Collected data
* * * *
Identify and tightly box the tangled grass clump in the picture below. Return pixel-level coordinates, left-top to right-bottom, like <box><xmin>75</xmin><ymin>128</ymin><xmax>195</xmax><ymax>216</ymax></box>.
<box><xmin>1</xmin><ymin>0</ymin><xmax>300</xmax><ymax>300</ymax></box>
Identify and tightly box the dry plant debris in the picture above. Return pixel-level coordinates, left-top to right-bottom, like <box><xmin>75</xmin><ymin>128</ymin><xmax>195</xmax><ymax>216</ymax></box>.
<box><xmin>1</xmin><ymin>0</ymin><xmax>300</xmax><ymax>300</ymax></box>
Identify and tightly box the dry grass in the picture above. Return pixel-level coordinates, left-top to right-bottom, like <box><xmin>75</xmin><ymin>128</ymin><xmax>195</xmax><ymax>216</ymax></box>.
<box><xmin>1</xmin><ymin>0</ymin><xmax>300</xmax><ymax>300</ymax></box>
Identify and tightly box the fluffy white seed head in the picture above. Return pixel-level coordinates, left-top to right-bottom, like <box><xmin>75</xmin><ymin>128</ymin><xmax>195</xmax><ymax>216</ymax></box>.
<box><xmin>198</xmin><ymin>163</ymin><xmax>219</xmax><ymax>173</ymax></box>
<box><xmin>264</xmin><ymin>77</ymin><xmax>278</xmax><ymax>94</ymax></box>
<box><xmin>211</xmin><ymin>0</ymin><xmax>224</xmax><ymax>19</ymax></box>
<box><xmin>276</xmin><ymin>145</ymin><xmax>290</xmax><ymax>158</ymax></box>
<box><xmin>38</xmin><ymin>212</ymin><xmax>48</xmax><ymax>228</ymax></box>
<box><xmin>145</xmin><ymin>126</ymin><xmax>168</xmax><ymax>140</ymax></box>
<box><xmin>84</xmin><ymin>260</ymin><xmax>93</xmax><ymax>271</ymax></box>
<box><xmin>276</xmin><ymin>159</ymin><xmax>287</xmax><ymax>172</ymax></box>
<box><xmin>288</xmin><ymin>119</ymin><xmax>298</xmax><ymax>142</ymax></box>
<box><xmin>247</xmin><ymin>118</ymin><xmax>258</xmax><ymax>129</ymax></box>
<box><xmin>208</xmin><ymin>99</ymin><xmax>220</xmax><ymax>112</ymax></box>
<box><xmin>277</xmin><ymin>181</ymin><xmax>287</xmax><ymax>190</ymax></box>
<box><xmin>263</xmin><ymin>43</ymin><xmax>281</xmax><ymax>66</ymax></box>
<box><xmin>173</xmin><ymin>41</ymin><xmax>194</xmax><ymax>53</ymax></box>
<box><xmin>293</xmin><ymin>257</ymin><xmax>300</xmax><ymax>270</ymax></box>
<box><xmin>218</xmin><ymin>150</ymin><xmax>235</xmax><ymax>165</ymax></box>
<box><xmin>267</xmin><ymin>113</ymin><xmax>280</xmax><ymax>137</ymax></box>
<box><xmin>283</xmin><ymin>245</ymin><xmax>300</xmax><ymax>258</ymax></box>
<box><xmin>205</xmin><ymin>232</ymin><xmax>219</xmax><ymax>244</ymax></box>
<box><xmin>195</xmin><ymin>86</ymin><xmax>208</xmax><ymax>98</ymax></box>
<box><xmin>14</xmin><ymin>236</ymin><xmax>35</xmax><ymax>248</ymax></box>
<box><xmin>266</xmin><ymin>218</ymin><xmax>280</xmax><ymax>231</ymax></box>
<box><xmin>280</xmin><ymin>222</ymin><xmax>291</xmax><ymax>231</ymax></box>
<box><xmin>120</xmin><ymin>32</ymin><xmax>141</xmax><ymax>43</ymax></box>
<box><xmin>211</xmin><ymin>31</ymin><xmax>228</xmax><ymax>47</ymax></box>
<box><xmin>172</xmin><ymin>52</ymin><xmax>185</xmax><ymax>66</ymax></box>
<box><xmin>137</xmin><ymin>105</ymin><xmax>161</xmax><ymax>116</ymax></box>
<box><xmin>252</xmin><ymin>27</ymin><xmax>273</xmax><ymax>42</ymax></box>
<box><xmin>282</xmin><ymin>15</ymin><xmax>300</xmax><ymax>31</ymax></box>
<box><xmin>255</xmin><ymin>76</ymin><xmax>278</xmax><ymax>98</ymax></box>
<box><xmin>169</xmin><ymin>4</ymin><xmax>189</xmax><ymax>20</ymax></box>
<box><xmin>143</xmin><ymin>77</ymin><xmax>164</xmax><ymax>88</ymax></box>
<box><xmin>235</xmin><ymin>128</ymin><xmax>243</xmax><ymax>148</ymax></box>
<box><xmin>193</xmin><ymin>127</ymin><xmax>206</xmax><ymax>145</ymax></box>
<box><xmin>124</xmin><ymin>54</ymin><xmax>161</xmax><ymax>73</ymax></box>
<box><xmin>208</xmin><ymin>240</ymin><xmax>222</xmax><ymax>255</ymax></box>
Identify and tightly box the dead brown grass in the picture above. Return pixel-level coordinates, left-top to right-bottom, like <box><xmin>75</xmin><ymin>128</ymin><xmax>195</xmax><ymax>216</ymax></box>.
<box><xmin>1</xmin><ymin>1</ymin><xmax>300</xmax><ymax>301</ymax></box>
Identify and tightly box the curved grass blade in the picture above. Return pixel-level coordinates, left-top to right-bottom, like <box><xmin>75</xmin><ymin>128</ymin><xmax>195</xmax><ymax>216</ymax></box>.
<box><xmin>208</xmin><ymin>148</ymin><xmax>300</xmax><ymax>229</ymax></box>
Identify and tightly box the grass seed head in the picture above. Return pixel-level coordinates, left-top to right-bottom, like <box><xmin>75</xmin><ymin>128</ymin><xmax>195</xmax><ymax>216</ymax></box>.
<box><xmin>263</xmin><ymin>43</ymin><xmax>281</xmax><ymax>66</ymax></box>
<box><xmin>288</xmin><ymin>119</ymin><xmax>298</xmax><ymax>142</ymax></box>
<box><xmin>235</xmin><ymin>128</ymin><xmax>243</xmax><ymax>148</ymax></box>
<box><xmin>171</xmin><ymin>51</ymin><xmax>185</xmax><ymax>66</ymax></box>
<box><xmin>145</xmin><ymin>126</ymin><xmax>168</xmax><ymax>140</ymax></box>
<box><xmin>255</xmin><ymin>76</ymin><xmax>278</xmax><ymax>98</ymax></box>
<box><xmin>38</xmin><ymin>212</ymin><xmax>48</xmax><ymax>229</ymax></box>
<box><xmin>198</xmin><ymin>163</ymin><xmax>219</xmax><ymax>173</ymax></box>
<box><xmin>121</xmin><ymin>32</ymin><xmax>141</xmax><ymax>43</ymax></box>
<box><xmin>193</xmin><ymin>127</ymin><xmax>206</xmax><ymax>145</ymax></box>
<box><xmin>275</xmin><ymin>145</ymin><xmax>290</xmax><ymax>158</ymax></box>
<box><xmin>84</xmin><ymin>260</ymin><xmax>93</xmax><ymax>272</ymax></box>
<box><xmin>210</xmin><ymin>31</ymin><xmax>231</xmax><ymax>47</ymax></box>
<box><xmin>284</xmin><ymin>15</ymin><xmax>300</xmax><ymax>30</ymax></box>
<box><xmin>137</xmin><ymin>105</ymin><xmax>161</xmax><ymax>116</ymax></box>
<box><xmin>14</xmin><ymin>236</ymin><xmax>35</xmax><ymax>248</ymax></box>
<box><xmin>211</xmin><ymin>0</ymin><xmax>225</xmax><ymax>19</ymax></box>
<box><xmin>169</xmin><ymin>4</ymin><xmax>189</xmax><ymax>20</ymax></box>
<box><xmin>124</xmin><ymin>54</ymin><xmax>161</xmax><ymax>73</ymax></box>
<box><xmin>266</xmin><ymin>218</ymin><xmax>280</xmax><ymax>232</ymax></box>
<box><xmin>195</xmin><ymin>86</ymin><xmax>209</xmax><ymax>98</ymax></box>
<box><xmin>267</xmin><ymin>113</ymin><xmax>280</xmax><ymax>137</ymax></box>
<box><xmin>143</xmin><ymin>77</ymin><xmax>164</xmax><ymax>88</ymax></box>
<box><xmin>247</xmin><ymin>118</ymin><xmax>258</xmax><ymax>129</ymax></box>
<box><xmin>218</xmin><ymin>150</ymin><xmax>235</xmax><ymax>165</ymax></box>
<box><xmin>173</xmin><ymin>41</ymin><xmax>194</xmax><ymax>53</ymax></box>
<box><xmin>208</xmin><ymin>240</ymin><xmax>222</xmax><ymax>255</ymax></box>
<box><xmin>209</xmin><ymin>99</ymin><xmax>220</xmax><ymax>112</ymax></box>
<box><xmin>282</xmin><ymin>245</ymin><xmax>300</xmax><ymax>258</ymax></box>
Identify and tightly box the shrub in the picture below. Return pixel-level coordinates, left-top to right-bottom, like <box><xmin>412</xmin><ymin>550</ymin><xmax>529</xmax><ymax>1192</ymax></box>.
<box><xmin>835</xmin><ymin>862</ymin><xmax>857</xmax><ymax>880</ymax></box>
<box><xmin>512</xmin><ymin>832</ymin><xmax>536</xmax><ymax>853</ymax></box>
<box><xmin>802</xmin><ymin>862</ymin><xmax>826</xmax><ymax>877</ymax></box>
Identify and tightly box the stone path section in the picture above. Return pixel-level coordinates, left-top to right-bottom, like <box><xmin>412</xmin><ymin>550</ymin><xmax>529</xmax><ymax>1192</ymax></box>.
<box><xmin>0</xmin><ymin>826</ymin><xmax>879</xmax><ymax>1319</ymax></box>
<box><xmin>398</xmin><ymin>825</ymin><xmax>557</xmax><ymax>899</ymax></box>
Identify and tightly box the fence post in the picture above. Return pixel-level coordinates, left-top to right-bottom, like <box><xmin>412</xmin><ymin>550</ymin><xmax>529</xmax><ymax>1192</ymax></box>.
* * * *
To do> The line with "Identify and tightly box the stone" and all lines after it through the end of the data above: write these out exactly and add nothing.

Written solution>
Identify and tightly box the stone path section in the picture above. Return pixel-level coordinates, left-top to right-bottom, like <box><xmin>412</xmin><ymin>550</ymin><xmax>529</xmax><ymax>1192</ymax></box>.
<box><xmin>0</xmin><ymin>826</ymin><xmax>879</xmax><ymax>1319</ymax></box>
<box><xmin>398</xmin><ymin>825</ymin><xmax>557</xmax><ymax>899</ymax></box>
Identify and tightly box the fence post in the picture above. Return pixel-level coordinates, left-top to right-bottom, like <box><xmin>412</xmin><ymin>550</ymin><xmax>529</xmax><ymax>1192</ymax></box>.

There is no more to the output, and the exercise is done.